▶ [Work to complete]
1: Answer these questions using the stump grinder thread.
(a) What brand of walk-behind machine did slipshod rent three times in the past year?
(b) About how much horsepower does Cliff say his Ashland grinder requires?
(c) What stump grinder model did slipshod end up buying?
2: Copy out everything in the stump grinder thread from "I have a Ford" down to "the same machine.".

▶ [Source excerpt]
# Stump Grinder



## slipshod (Sep 19, 2003)

I am going to buy a stump grinder. Want a 3pt.model for the back of my JD 4600. I have been all over the web looking at them,and I am looking for imput from you guys.
In the past year I have had enough work to justify renting a walk behind Vermeer 3 times.The machine does a nice job,but it is slow and cumbersome to get into place.There has been other stumps that I turned down,because I could not see renting a machine for one or two stumps.


----------



## Cliff (Nov 30, 2003)

I bought a used Ashland stump grinder that mounts on the tractor 3 point lift and have found it to be a good machine . It is a heavy one and requires about a 50 HP tractor. It takes out a stump in just a few minutes. 

Even been asked to grind some stumps for the folks around the area for cash. Guess a guy could make a few bucks with one. If he had the time. 

A picture of the one I have is at this company website. 

http://www.ashlandind.com/new_page_1.htm 

By the way I am located in East Texas. 
Good Luck 
Cliff

:xmas:


----------



## Cliff (Nov 30, 2003)

I bought a used Ashland stump grinder that mounts on the tractor 3 point lift and have found it to be a good machine . It is a heavy one and requires about a 50 HP tractor. It takes out a stump in just a few minutes. 

Even been asked to grind some stumps for the folks around the area for cash. Guess a guy could make a few bucks with one. If he had the time. 

A picture of the one I have is at this company website. 

http://www.ashlandind.com/new_page_1.htm 

By the way I am located in East Texas. 
Good Luck 
Cliff


----------



## Argee (Sep 17, 2003)

That looks like one serious machine. You got a tractor big enough to run that thing slipshod?


----------



## slipshod (Sep 19, 2003)

*Argee*

I have a Ford 5000 Deisel 66 hp,that would run that grider nicely.There are a lot of options out there,and I am exploring them.


----------



## parts man (Sep 24, 2003)

We hired a guy with a "MERRI-CRUSHER" brand grinder to do some work for us, it did a great job, but was pretty tough on his 90+ HP BELARUS tractor, it took out the pto clutch numorous times and broke the pto housing at least twice!! An 80 hp ford played with the same machine.


----------



## slipshod (Sep 19, 2003)

> _Originally posted by slipshod _
> *I am going to buy a stump grinder. Want a 3pt.model for the back of my JD 4600. I have been all over the web looking at them,and I am looking for imput from you guys.
> In the past year I have had enough work to justify renting a walk behind Vermeer 3 times.The machine does a nice job,but it is slow and cumbersome to get into place.There has been other stumps that I turned down,because I could not see renting a machine for one or two stumps. *


Well as a lot of you know I have bought my stump grinder. It is a Shaver SC50 and it works well behind my 4600 JD. It would be nicer yet if I had it on a higher horsepower tractor, but I am well within the range the machine needs to run right.

Rows from a pointing dataset

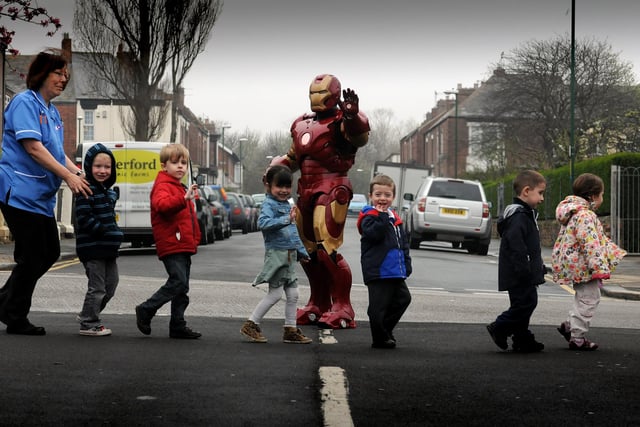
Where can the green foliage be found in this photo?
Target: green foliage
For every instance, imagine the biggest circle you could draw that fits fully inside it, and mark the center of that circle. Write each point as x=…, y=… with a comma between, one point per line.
x=559, y=183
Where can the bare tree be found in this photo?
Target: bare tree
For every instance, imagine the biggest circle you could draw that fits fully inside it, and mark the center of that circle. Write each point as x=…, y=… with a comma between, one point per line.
x=188, y=29
x=131, y=44
x=536, y=96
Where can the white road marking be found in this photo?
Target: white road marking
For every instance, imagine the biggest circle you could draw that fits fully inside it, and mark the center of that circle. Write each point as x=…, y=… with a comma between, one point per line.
x=335, y=397
x=326, y=337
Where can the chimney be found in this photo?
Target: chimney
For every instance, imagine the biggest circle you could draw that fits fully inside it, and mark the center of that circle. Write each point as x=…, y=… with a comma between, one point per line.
x=66, y=47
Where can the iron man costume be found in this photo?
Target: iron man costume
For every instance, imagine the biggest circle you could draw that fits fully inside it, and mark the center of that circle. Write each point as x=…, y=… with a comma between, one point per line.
x=323, y=149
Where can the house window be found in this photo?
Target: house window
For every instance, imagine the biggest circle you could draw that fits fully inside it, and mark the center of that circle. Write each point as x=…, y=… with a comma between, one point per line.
x=88, y=126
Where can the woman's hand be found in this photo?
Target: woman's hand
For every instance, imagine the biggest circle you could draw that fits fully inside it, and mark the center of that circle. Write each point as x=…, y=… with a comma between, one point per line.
x=77, y=184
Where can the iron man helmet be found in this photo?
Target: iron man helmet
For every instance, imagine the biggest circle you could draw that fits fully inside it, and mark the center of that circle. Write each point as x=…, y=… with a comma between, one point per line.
x=324, y=93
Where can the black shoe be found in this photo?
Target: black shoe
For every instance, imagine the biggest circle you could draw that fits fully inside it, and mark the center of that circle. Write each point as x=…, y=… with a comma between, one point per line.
x=142, y=321
x=498, y=337
x=384, y=344
x=527, y=345
x=186, y=333
x=25, y=329
x=566, y=333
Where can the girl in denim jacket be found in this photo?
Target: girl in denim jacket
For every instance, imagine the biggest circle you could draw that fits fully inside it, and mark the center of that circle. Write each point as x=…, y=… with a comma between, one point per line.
x=582, y=256
x=283, y=248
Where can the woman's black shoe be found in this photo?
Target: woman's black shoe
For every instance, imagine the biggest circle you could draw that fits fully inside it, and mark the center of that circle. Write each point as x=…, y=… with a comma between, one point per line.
x=384, y=344
x=25, y=329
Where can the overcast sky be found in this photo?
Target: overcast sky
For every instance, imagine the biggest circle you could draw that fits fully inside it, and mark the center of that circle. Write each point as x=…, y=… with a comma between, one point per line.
x=256, y=69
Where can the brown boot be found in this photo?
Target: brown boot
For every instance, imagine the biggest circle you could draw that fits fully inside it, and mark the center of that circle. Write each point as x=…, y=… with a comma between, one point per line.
x=294, y=336
x=252, y=331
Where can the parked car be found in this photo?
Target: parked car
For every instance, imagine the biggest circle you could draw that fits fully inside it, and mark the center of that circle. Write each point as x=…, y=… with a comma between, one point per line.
x=356, y=204
x=450, y=210
x=205, y=219
x=253, y=212
x=221, y=222
x=239, y=217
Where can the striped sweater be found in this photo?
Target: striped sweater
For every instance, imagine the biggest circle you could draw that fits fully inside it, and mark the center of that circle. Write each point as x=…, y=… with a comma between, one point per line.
x=97, y=233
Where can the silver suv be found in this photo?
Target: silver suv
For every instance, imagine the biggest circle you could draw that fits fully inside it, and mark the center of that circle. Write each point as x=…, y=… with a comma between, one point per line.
x=449, y=210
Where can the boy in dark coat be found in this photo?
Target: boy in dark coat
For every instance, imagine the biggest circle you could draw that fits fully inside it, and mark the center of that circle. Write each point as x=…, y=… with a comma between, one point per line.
x=385, y=262
x=520, y=265
x=98, y=238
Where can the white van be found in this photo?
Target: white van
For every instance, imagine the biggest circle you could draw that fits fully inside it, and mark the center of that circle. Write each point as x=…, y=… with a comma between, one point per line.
x=138, y=164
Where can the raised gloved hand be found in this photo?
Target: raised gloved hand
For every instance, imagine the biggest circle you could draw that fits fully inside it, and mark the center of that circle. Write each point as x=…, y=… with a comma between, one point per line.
x=349, y=105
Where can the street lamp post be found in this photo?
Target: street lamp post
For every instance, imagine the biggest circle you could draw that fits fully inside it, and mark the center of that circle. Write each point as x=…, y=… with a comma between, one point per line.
x=218, y=162
x=208, y=155
x=79, y=130
x=455, y=133
x=572, y=140
x=241, y=140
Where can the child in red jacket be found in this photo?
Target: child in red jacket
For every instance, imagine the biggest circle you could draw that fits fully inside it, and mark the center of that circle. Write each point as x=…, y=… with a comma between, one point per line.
x=176, y=233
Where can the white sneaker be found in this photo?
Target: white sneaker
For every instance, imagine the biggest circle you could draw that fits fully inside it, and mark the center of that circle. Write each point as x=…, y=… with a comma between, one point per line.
x=96, y=331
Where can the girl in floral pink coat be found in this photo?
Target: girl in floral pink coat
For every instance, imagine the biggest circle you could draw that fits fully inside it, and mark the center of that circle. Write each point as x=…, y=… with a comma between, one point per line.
x=582, y=256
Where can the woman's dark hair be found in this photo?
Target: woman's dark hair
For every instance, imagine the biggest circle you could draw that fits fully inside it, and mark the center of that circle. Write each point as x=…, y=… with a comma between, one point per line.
x=279, y=175
x=587, y=185
x=44, y=64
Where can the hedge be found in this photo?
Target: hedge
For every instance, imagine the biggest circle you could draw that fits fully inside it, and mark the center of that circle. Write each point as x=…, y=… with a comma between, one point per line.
x=559, y=185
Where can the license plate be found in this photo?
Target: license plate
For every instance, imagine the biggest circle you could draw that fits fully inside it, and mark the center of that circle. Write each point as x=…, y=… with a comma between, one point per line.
x=452, y=211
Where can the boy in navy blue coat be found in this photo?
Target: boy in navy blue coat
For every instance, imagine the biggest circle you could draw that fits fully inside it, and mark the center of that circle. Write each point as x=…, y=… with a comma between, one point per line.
x=385, y=262
x=520, y=265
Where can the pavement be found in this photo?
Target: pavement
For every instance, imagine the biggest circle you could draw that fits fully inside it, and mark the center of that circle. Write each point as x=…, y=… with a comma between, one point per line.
x=624, y=282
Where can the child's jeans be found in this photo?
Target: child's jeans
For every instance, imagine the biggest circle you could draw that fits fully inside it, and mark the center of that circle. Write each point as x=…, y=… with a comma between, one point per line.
x=103, y=280
x=523, y=300
x=585, y=302
x=175, y=289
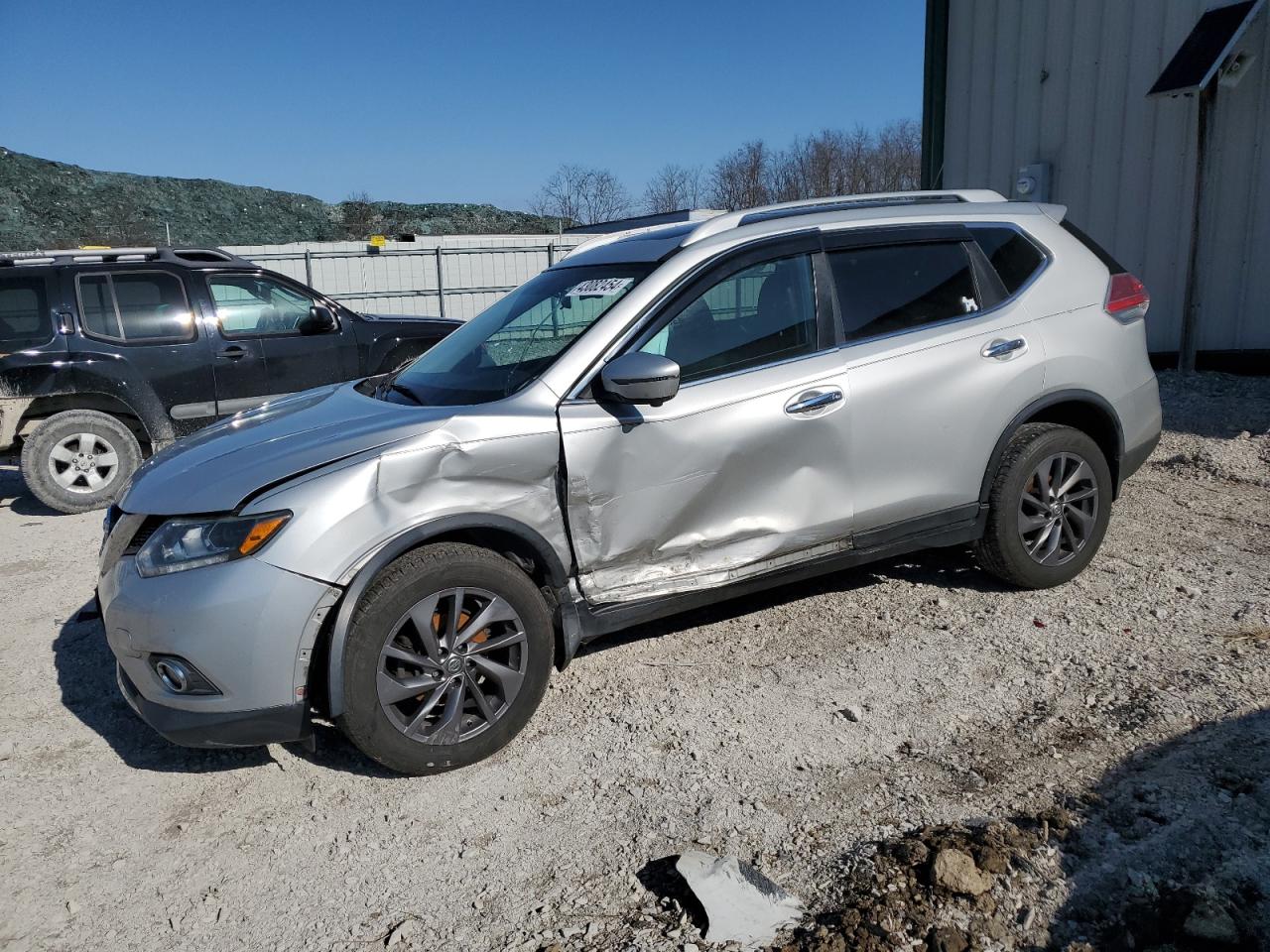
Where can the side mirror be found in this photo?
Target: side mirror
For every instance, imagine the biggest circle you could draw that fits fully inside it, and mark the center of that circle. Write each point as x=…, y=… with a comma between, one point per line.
x=640, y=379
x=318, y=320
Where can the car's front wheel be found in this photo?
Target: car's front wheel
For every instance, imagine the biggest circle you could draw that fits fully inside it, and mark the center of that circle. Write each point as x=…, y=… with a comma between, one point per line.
x=79, y=460
x=447, y=657
x=1049, y=507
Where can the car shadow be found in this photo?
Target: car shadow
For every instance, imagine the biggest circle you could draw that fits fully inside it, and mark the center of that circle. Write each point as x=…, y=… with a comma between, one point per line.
x=1174, y=851
x=951, y=567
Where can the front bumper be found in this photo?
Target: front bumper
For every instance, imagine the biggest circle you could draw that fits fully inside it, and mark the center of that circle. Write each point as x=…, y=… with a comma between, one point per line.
x=217, y=729
x=246, y=626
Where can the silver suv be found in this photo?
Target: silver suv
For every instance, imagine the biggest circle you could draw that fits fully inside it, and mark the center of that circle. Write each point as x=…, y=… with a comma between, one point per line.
x=666, y=417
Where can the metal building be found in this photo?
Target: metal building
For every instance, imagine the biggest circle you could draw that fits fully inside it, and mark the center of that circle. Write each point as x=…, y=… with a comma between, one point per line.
x=1048, y=99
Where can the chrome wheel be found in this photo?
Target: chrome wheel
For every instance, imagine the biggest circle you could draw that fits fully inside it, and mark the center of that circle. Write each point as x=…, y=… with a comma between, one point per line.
x=1058, y=508
x=452, y=665
x=82, y=462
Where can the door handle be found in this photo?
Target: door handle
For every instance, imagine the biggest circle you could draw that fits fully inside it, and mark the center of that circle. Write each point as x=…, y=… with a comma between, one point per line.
x=815, y=402
x=1002, y=349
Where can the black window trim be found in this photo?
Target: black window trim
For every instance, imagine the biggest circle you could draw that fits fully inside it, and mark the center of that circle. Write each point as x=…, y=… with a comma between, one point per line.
x=703, y=277
x=334, y=307
x=987, y=284
x=125, y=341
x=50, y=307
x=1047, y=257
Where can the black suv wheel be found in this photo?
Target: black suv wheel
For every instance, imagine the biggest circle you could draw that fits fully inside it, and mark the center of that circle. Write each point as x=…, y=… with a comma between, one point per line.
x=1048, y=509
x=447, y=657
x=76, y=461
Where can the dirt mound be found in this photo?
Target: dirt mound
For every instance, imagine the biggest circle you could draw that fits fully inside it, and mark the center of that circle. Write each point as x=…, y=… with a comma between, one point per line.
x=952, y=888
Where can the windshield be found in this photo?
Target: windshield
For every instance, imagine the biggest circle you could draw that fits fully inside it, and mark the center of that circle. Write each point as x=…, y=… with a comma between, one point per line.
x=515, y=340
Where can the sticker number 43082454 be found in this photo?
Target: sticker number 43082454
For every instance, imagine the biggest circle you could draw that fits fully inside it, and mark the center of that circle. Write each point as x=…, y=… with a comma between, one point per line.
x=598, y=287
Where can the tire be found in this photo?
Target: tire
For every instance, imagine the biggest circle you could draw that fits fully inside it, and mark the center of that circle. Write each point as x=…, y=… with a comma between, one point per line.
x=388, y=656
x=1019, y=543
x=79, y=460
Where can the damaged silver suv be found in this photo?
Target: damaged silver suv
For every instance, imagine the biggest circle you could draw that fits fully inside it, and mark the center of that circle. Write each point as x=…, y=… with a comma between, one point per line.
x=666, y=417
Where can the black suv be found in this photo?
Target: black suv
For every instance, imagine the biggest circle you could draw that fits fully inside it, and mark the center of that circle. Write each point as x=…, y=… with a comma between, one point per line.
x=109, y=354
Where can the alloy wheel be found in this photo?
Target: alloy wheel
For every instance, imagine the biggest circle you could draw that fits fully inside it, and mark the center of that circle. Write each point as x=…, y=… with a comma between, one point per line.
x=452, y=665
x=82, y=462
x=1058, y=509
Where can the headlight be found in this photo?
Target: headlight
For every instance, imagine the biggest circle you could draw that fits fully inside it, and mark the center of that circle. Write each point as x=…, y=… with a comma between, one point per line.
x=189, y=543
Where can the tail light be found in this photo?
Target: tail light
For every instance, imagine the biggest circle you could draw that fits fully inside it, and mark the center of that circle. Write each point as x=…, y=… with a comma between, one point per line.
x=1127, y=298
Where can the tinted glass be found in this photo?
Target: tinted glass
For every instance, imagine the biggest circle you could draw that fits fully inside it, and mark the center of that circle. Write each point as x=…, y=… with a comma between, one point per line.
x=894, y=289
x=24, y=316
x=153, y=307
x=96, y=307
x=756, y=316
x=1014, y=257
x=252, y=307
x=135, y=306
x=516, y=339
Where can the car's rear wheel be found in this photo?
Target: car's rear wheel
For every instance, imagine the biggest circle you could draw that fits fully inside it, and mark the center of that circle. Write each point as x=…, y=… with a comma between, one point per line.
x=79, y=460
x=447, y=657
x=1049, y=507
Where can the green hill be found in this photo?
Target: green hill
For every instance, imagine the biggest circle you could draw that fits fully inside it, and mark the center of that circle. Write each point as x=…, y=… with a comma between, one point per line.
x=55, y=204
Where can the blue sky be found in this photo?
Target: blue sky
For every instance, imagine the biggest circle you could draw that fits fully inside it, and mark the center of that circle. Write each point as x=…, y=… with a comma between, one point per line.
x=443, y=102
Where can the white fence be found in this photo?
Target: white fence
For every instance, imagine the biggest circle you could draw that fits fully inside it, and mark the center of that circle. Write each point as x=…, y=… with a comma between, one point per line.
x=451, y=276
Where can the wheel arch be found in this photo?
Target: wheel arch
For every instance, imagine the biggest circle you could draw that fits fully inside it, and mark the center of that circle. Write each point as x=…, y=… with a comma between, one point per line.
x=497, y=534
x=44, y=407
x=1080, y=409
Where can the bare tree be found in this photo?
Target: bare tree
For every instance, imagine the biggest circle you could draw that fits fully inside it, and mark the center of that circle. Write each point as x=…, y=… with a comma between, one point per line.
x=898, y=157
x=740, y=179
x=575, y=193
x=672, y=188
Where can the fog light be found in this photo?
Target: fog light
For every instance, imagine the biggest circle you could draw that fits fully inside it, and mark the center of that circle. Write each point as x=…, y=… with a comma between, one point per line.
x=181, y=676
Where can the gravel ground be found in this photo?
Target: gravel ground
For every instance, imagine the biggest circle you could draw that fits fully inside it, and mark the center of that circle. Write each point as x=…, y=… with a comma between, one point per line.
x=1130, y=696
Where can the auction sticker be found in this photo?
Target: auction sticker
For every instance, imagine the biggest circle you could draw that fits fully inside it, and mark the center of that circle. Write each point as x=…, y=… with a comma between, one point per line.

▶ [Answers to the exercise]
1:
(a) Vermeer
(b) About 50 HP
(c) A Shaver SC50

2:
I have a Ford 5000 Deisel 66 hp,that would run that grider nicely.There are a lot of options out there,and I am exploring them.


----------



## parts man (Sep 24, 2003)

We hired a guy with a "MERRI-CRUSHER" brand grinder to do some work for us, it did a great job, but was pretty tough on his 90+ HP BELARUS tractor, it took out the pto clutch numorous times and broke the pto housing at least twice!! An 80 hp ford played with the same machine.